**Short exercise**. Report each of the lines below that contains the word "young", copying every such line in full.

(Object location annotation lines)
###
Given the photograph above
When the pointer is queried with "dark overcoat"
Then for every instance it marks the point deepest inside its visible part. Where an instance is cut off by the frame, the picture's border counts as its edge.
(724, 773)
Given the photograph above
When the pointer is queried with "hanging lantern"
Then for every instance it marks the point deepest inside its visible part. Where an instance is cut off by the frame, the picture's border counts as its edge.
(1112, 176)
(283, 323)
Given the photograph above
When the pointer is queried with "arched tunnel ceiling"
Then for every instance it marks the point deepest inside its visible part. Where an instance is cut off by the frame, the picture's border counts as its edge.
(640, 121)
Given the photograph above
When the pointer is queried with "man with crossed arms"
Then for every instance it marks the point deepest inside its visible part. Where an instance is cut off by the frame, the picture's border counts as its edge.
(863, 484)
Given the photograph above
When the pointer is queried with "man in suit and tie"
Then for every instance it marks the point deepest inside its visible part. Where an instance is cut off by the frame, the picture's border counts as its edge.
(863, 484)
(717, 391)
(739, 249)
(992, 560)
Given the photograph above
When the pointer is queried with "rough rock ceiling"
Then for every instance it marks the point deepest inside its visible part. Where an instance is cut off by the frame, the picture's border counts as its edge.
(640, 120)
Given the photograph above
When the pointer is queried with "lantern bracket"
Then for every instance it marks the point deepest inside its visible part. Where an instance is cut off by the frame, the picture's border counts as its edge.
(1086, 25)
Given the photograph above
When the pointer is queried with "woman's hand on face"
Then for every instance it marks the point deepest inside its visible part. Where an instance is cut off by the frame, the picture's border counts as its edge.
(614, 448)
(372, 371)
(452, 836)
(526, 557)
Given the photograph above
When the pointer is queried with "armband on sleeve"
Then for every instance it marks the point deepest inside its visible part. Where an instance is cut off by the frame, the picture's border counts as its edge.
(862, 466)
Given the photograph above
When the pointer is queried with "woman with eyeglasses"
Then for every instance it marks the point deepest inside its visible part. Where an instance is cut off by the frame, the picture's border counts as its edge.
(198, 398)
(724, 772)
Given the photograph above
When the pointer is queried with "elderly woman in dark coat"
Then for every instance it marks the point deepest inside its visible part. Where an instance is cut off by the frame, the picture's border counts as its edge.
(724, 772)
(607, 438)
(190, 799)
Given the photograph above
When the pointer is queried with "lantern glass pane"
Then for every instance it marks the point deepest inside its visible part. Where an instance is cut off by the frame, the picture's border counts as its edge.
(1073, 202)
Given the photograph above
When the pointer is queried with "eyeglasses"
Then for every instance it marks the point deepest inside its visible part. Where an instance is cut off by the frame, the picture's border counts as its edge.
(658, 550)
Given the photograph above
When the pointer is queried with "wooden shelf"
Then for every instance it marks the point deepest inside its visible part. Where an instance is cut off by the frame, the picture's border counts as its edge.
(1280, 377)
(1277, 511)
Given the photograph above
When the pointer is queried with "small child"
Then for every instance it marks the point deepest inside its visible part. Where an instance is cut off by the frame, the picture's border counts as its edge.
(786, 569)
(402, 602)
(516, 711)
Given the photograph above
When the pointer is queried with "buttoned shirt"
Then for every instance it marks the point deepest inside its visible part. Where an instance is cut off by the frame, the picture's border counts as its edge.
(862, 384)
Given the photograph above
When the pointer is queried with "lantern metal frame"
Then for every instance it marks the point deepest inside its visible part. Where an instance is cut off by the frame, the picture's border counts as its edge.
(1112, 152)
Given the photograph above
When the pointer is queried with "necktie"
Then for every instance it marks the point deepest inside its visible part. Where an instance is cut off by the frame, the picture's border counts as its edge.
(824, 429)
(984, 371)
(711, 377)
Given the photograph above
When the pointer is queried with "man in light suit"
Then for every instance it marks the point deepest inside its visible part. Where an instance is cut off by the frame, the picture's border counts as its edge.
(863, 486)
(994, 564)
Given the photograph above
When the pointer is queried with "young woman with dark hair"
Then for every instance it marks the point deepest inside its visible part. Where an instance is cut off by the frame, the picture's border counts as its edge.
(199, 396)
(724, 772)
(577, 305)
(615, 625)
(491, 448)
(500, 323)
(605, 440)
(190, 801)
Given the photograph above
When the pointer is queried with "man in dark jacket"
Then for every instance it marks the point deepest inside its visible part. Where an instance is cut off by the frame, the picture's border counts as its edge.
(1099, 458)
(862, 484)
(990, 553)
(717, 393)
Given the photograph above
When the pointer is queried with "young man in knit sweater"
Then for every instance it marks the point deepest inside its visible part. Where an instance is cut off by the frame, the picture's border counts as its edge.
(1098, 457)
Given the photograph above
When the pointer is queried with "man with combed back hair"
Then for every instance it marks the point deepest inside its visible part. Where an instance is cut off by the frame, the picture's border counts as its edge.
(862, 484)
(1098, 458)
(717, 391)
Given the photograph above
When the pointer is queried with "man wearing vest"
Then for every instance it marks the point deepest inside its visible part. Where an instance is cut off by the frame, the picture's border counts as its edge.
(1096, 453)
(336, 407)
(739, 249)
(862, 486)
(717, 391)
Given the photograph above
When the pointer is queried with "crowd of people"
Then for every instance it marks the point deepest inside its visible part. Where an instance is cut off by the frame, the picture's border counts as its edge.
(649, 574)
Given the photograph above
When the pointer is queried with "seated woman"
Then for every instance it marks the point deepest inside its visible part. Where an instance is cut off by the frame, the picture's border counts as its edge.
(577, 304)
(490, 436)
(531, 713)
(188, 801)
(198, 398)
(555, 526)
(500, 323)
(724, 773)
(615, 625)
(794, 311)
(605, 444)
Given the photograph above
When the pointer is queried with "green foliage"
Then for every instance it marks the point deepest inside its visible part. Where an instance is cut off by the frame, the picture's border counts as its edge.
###
**Answer to the task**.
When the pointer is queried with "young woman with dark hair"
When the pointer is queried with "young man in knit sweater"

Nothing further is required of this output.